▶ SET TASK
Extract the listing below in full, unchanged.

▶ STORED ROWS
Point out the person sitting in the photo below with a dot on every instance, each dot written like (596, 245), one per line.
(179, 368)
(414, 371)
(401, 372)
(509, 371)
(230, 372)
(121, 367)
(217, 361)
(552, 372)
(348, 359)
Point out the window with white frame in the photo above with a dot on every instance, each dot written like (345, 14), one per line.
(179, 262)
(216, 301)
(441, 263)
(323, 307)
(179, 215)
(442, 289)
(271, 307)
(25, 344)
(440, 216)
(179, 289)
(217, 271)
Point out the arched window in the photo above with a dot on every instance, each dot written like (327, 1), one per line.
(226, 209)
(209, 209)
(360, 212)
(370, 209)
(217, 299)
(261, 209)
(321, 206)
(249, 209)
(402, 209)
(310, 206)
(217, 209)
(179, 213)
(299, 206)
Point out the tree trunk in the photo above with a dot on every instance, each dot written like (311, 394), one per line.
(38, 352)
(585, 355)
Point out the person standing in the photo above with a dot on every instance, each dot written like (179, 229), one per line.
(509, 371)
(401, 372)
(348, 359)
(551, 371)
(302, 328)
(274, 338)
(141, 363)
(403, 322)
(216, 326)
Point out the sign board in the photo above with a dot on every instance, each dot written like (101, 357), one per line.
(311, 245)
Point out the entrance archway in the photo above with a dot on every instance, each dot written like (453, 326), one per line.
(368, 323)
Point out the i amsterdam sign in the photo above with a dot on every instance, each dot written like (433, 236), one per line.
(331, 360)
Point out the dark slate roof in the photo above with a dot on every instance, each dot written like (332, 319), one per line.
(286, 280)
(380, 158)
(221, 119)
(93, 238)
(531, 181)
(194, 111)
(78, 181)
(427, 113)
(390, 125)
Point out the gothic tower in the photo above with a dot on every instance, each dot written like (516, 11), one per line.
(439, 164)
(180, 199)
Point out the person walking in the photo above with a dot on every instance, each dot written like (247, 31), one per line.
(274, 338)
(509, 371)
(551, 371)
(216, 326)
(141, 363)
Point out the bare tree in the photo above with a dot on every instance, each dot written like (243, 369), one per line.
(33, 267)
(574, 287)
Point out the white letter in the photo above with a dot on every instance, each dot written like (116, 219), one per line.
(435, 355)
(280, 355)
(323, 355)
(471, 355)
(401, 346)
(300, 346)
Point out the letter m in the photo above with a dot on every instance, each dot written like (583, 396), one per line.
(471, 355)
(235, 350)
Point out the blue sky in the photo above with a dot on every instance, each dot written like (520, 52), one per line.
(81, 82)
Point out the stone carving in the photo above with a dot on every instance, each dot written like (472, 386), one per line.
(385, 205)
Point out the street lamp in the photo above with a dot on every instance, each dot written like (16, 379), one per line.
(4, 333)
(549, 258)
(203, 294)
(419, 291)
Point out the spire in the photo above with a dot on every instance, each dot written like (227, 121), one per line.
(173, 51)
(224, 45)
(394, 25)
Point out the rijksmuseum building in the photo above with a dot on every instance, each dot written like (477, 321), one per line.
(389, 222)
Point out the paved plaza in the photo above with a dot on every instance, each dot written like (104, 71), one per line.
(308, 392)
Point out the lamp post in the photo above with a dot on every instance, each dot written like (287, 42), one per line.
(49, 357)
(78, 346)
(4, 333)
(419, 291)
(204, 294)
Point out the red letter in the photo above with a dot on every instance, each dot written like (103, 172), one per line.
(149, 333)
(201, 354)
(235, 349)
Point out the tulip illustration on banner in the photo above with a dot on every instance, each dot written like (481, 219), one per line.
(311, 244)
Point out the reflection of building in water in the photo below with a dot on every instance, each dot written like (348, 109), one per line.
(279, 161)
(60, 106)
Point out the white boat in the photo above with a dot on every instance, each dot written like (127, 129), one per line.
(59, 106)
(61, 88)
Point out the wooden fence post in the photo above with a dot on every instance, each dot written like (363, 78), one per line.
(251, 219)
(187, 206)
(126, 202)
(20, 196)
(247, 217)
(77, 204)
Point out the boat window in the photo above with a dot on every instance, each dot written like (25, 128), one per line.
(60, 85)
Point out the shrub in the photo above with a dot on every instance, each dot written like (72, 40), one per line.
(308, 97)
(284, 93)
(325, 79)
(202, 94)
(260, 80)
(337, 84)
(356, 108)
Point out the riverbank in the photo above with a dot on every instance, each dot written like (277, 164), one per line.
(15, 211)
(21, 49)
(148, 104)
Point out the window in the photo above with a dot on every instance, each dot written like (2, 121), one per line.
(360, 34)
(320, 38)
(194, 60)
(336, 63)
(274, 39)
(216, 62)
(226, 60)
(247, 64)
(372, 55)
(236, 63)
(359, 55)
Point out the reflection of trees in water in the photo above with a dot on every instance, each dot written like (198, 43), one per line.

▶ WRITTEN RESPONSE
Point out the person sitting in the photo below with a dot on every instance, each dot written like (596, 245), one per line.
(179, 368)
(414, 371)
(401, 372)
(509, 371)
(230, 372)
(121, 367)
(217, 361)
(552, 372)
(348, 359)
Point out the window with white frame in the photo above with a dot on every instance, each dot written like (345, 14), one per line.
(179, 262)
(216, 301)
(441, 263)
(323, 307)
(179, 215)
(442, 289)
(271, 307)
(25, 344)
(440, 216)
(179, 289)
(217, 271)
Point out the arched window in the photo above with a dot on every instance, each dot written like (327, 1), one per line.
(226, 209)
(209, 209)
(360, 212)
(370, 209)
(217, 299)
(261, 209)
(321, 206)
(249, 209)
(402, 209)
(310, 206)
(217, 209)
(179, 213)
(299, 206)
Point out the tree trunk in the photo above with a dot on every instance, each dot written like (311, 394), one per line.
(38, 352)
(585, 355)
Point out the person standing in the photo above with a dot on every instance, each dot written like (179, 229), one per line.
(509, 371)
(401, 372)
(348, 359)
(551, 371)
(302, 328)
(274, 338)
(141, 363)
(403, 322)
(216, 326)
Point out the sign board in the photo above with a dot on every instance, each dot written like (101, 357), one per line.
(311, 245)
Point out the entrance archway in the photo above with a dot on every instance, each dot written like (453, 326), one per line.
(368, 323)
Point out the i amsterdam sign in the photo above with a dot on every instance, each dot written like (433, 236), one per line.
(331, 360)
Point out the dark slate roof in the photo above with a dot on every instance, each dot written like (332, 319), one per line.
(286, 280)
(380, 158)
(221, 119)
(93, 238)
(531, 181)
(194, 111)
(78, 181)
(427, 113)
(390, 125)
Point out the gothic tower in the photo above with a dot on every instance, each dot written like (516, 11), one per line.
(439, 164)
(180, 199)
Point out the person walking in the photo above with a dot on every instance, each dot written like (247, 31), one per line.
(274, 338)
(509, 371)
(551, 371)
(216, 326)
(141, 363)
Point out the bare tree in the photo above with a dot on every instance, each dot written like (243, 369), one per line.
(33, 267)
(574, 287)
Point out the white letter in the photo above with a dot on every instance, each dot written like (116, 219), one per line.
(435, 355)
(280, 355)
(323, 355)
(471, 355)
(401, 346)
(300, 346)
Point out the letter m in the photo above with a dot on every instance, each dot written like (583, 396), one per line.
(471, 355)
(235, 350)
Point out the blue sky in the photo above with a dot on every instance, each dot written like (520, 52), one per line.
(81, 82)
Point out the stone carving in the photo above with a dot on every instance, each dot written like (472, 386), one per line.
(385, 205)
Point out the street lamp in the photo above with a dot on every instance, each dot written like (16, 379), one per line.
(4, 333)
(549, 258)
(203, 294)
(419, 291)
Point out the spire in the photo above with a dot on every instance, each dot written like (227, 121), one per line.
(173, 51)
(224, 45)
(394, 25)
Point out the rijksmuseum building in the photo above with a dot on every instance, each dot written like (477, 321), one per line.
(389, 222)
Point out the paved plaza in the photo above with a dot on every instance, each dot written like (104, 71), one per line.
(308, 392)
Point out the lamp post in the photo above with a dot on every instance, each dot written like (287, 42), one per line.
(49, 357)
(78, 346)
(4, 333)
(419, 291)
(204, 294)
Point out the red letter in the photo above with a dot on every instance, each dot written like (103, 172), one per line.
(149, 333)
(201, 354)
(235, 349)
Point out the tulip illustration on banner in the photo above with a dot on every instance, each dot written like (481, 219), one per line.
(311, 244)
Point out the reflection of building in water in the photo below with a dot on every instance, each dot written like (348, 109), one per line.
(279, 161)
(60, 106)
Point out the white boat in the photo above with a dot on every instance, each dot written like (127, 129), one per line.
(59, 106)
(61, 88)
Point out the wooden fence post in the photo above with a dot on every instance, each dot written like (363, 78), one per line.
(251, 219)
(187, 206)
(126, 202)
(20, 196)
(247, 217)
(77, 204)
Point out the boat window in the photo above with a dot on every instance, each dot written like (25, 128), one per line.
(60, 85)
Point out the shrub in the photo above with a dot on every instance, each dot written like (72, 40), one per line.
(308, 97)
(284, 93)
(325, 79)
(202, 94)
(260, 80)
(337, 84)
(356, 108)
Point out the riverbank in the photo above with a dot on every instance, each dot written like (277, 164), one per line.
(15, 211)
(21, 49)
(148, 104)
Point out the window in the photo above with a dot on every instance, each dot written like (2, 121), one per line.
(360, 34)
(320, 38)
(194, 60)
(336, 63)
(274, 39)
(216, 62)
(226, 60)
(247, 64)
(372, 55)
(236, 63)
(359, 55)
Point out the reflection of trees in water in the photo above with a dot on every instance, each dot written like (198, 43), one per line.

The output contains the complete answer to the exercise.